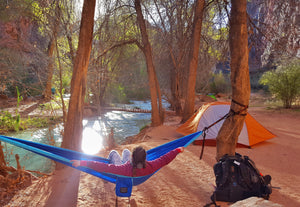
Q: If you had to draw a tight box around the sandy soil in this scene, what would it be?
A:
[2,98,300,207]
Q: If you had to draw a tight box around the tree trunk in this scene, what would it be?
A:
[182,0,205,122]
[62,0,96,154]
[216,0,250,160]
[134,0,163,126]
[44,5,60,101]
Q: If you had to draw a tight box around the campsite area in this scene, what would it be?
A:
[2,94,300,207]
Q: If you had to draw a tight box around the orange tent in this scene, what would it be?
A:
[176,102,275,146]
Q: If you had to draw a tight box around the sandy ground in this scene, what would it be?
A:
[2,103,300,207]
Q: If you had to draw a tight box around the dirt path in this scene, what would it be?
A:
[7,107,300,207]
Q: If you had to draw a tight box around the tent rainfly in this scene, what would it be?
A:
[176,102,275,147]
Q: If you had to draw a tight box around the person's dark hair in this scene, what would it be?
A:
[132,146,147,168]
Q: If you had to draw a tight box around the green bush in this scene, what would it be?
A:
[260,60,300,108]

────────────────

### Goal of the exercise
Reproduce the records word for word. Begin with the line that contains "area in this scene, what would it be?" and stop after the final line of the records. Include both of those lines.

### Task result
Q: If you had to draw a tight box around the campsite area in this scene, what would it be?
A:
[2,94,300,207]
Q: If you had to draw a tight box around the orange tent in this scene, what would it be?
A:
[176,102,275,146]
Q: If you had to draw a tight box around the sandy ground in this scene, what would it be?
A:
[2,103,300,207]
Q: If you had to draw a tight box around the dirt path in this scene, what would it be?
A:
[7,107,300,207]
Q: If you had to draw a tight box around the tent rainfly in this scene, what would it be?
A:
[176,102,275,147]
Q: If you had to draw a tight box around the person's dark hair in this scene, what would it be?
A:
[132,146,147,168]
Q: If you had to draw a tight box around the green bush in this scene, what would it be?
A:
[260,60,300,108]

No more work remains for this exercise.